▶ **WORK ITEM**
Return every line from the records below in which the word "advertising" is found.

Records from a data collection:

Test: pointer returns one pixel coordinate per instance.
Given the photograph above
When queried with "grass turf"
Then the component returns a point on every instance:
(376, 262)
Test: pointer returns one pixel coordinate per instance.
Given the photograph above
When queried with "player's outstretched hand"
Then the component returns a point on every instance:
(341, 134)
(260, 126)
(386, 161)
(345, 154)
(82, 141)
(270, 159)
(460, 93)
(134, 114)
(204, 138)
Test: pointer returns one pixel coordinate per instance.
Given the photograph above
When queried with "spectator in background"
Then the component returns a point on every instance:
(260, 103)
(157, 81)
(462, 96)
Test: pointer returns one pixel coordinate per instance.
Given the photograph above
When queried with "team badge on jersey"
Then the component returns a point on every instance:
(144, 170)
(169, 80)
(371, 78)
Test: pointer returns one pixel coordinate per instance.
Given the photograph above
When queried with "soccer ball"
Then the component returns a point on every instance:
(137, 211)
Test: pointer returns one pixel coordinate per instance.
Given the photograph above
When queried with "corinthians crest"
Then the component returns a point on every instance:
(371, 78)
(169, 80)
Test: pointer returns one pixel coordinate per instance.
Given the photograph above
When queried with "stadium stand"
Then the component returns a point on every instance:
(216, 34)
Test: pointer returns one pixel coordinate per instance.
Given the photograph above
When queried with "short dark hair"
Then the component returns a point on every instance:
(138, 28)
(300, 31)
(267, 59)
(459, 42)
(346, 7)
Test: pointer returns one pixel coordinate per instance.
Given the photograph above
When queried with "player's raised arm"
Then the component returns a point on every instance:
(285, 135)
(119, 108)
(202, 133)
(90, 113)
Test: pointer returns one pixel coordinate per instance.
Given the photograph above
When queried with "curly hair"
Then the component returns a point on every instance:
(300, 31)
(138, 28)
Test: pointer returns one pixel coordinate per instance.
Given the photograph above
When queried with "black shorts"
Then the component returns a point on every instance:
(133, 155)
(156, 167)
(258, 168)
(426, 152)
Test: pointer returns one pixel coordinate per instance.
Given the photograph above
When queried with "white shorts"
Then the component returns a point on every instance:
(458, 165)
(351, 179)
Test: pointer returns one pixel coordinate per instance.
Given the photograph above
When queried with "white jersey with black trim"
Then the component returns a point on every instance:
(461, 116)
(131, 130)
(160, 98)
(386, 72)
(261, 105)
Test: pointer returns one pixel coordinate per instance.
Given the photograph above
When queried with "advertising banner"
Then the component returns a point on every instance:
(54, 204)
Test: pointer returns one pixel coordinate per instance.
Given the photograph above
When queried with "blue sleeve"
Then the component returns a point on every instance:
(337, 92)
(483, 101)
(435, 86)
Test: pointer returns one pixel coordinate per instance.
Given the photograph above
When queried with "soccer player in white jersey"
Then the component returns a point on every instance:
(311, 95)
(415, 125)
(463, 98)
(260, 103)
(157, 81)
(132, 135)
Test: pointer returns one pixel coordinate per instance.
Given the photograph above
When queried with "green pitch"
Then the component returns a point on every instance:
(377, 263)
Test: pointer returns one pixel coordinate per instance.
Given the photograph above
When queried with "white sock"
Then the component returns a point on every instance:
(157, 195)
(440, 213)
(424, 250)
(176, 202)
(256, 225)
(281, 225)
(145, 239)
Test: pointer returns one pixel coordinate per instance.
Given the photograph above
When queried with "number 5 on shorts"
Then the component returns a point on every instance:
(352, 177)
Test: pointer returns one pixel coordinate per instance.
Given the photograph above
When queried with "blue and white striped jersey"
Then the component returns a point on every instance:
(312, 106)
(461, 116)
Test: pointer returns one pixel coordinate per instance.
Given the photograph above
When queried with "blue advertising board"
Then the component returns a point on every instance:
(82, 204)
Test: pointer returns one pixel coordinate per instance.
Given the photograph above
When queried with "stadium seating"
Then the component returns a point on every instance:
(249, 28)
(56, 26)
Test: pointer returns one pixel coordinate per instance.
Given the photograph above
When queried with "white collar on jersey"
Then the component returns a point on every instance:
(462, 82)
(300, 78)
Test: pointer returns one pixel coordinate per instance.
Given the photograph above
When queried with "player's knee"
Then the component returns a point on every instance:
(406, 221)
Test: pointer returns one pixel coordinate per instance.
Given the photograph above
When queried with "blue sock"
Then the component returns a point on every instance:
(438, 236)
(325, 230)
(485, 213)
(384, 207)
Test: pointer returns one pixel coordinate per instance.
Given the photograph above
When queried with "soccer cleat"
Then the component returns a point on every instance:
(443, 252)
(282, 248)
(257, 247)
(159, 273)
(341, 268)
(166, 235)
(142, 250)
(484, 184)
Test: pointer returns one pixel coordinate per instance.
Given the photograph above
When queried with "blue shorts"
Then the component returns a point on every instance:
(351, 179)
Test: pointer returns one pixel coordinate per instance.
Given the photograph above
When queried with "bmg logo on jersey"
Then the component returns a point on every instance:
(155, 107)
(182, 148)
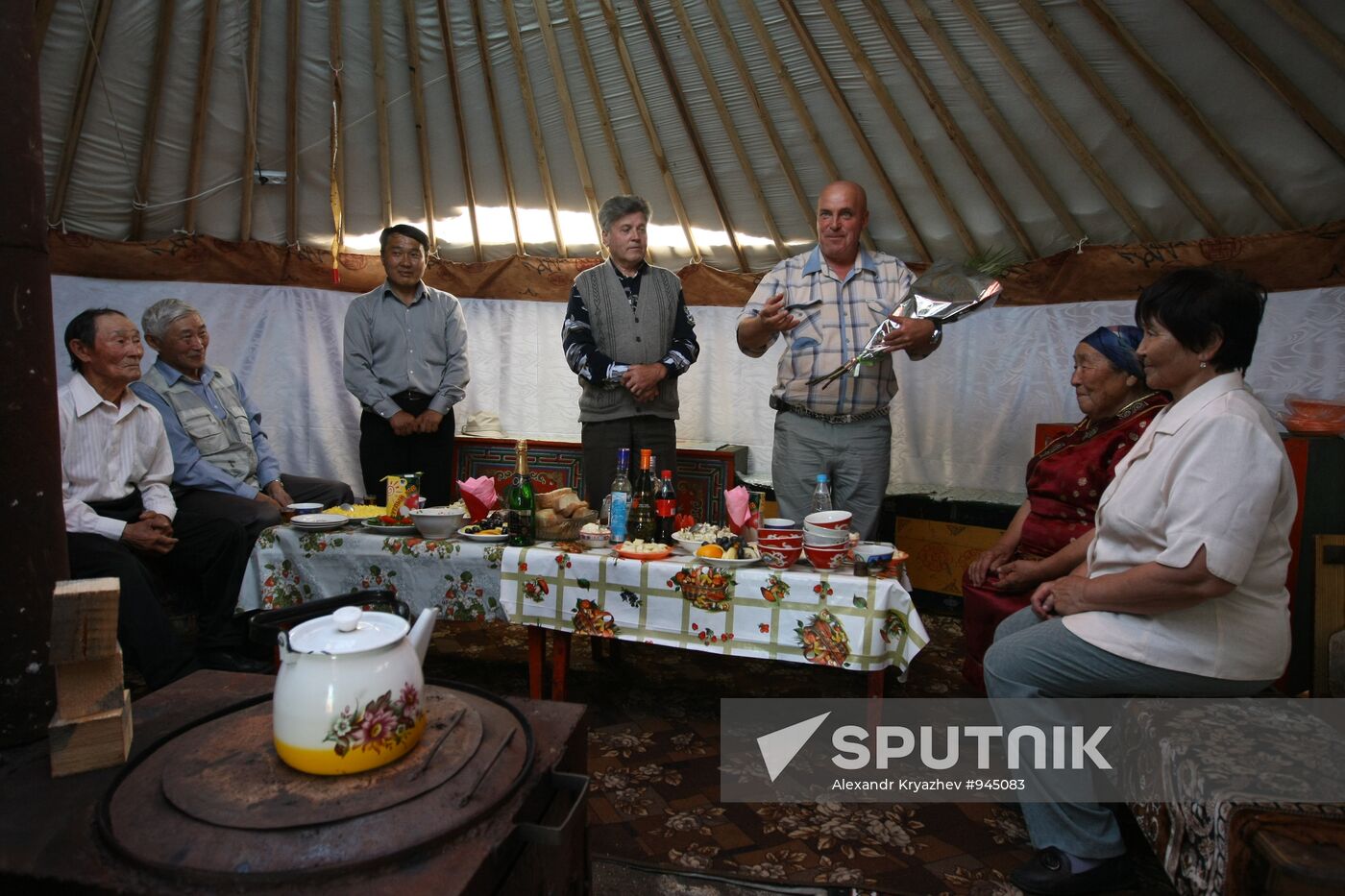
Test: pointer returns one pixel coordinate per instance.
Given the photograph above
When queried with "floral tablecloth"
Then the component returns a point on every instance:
(288, 567)
(796, 615)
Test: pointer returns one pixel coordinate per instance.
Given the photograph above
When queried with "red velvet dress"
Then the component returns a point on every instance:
(1064, 482)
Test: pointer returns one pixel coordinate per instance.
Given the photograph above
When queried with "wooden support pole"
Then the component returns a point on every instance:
(419, 111)
(70, 147)
(730, 128)
(988, 108)
(534, 125)
(456, 97)
(1270, 73)
(898, 124)
(150, 132)
(572, 125)
(908, 58)
(614, 26)
(692, 131)
(253, 66)
(1146, 147)
(1213, 141)
(484, 50)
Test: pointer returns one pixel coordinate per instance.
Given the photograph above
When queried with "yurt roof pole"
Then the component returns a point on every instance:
(1223, 151)
(419, 110)
(903, 51)
(534, 127)
(484, 50)
(988, 108)
(898, 123)
(655, 145)
(71, 143)
(148, 133)
(1058, 123)
(572, 125)
(1271, 74)
(454, 93)
(759, 104)
(205, 69)
(251, 117)
(692, 132)
(1123, 120)
(729, 125)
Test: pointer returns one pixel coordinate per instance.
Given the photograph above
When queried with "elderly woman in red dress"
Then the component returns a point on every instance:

▶ **TASK RESPONSE**
When queried with "advertising banner"
When queried with "blue advertising board"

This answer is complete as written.